-------- Extract to read --------
Loop powered field devices get the electrical power needed to operate the field instrument from the current below the minimum output of 4mA (generally about 3.5mA or below, because the lower fail-safe output can be various values, like 3.6 or 3.8m8.

When the signal range starts at zero, 0-10mA or 0-20mA, there would be no current available for the field device if the output were 0mA.

So analog outputs that start at zero cannot be, by definition, 2 wire loop powered devices and must be 4 wire devices, with electrical power need for operation supplied from a power supply that is not part of the output loop.

Arthur Mayclin

Another benefit of a 4-20ma signal over a 0-20mA signal is the ability to detect a failed loop.
why we have to use 4 wire connection we can measure with 2 wire itself.........

i need to know difference between two wire and four wire............
I am trying to explain 2 wire & 4 wire system differently.

a] 2 wire xtr[ loop power ] -- means 24vdc is
required to maintain the current loop of 4-20
madc.ie 24vdc PS & 4-20 madc
signal is both through the same pair of cable.
In this event xtr is passive device.[sink]

b] 4-wire xtr[transducer ] -- in this device ps
line [ +ve & -ve ] & signal line [ +ve , -ve ]
through seperate cables. In this event xtr[transducer ] is active device[ source ].

Important issue here is, whenever active component is involved in the field, the life of transducer is much less compared to passive device[2 wire ]. to increase the reliability of process control application 2 wire system have been introduced,today, except loadcells & analyse all majority of instruments, commonly used have
2 wire concept.
-------- Material shown --------
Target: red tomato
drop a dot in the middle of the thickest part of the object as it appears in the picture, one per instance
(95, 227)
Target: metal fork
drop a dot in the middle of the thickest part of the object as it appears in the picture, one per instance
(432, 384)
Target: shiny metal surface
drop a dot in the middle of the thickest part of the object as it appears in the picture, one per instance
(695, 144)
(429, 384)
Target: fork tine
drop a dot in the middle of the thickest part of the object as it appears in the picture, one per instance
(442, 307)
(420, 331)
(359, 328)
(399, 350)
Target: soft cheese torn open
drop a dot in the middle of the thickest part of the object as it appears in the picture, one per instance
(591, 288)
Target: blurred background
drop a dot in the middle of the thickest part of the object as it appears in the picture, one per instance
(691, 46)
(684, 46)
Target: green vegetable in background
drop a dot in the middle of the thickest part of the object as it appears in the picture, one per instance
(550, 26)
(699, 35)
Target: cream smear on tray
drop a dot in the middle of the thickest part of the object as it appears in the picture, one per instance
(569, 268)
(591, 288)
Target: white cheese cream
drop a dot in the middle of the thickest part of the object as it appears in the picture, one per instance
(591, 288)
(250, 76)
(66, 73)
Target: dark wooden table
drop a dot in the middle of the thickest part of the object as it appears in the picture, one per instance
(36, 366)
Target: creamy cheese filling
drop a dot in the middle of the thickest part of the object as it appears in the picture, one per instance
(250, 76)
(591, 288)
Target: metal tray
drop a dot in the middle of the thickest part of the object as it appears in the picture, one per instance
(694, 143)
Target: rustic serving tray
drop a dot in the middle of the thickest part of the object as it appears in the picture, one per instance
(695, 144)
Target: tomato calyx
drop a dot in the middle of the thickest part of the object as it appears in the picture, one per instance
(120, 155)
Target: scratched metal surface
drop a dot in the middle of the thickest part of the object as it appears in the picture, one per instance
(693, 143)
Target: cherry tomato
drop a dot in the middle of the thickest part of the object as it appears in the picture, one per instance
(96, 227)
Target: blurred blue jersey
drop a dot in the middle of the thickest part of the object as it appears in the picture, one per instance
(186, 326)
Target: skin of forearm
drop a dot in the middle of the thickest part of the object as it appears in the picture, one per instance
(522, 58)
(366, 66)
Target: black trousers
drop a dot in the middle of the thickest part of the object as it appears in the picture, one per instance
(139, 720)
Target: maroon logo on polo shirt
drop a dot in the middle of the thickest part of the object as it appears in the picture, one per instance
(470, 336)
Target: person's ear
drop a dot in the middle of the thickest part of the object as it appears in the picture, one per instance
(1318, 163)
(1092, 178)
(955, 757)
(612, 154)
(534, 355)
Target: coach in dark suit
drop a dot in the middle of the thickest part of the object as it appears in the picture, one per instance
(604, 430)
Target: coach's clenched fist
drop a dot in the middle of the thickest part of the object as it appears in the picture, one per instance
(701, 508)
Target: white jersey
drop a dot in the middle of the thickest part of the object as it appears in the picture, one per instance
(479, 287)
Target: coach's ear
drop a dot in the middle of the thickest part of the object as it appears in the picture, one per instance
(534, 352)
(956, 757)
--------
- [Exercise tasks]
a: Answer these questions using the text on two-wire and four-wire devices:
(i) Which signal ranges are given as examples of ranges that start at zero?
(ii) What benefit does a 4-20mA signal have over a 0-20mA signal?
(iii) Is a 4-wire transducer described as an active or a passive device?
b: Decide whether each statement agrees with the text on two-wire and four-wire devices. Answer yes or no, and quote the words that settle it.
(i) In a 2 wire transmitter, the 24vdc supply and the 4-20 madc signal run through the same pair of cable.
(ii) Analog outputs that start at zero can be 2 wire loop powered devices.
(iii) A transducer lasts longer when an active component is involved in the field.
c: Reproduce the text on two-wire and four-wire devices from "So analog outputs" up to and including "pair of cable.".
The listing comes from a separate source.

- [The answers]
a:
(i) 0-10mA and 0-20mA.
(ii) The ability to detect a failed loop.
(iii) An active device (source).

b:
(i) Yes: "signal is both through the same pair of cable"
(ii) No: "cannot be, by definition, 2 wire loop powered devices and must be 4 wire devices"
(iii) No: "the life of transducer is much less compared to passive device[2 wire ]"

c:
So analog outputs that start at zero cannot be, by definition, 2 wire loop powered devices and must be 4 wire devices, with electrical power need for operation supplied from a power supply that is not part of the output loop.

Arthur Mayclin

Another benefit of a 4-20ma signal over a 0-20mA signal is the ability to detect a failed loop.
why we have to use 4 wire connection we can measure with 2 wire itself.........

i need to know difference between two wire and four wire............
I am trying to explain 2 wire & 4 wire system differently.

a] 2 wire xtr[ loop power ] -- means 24vdc is
required to maintain the current loop of 4-20
madc.ie 24vdc PS & 4-20 madc
signal is both through the same pair of cable.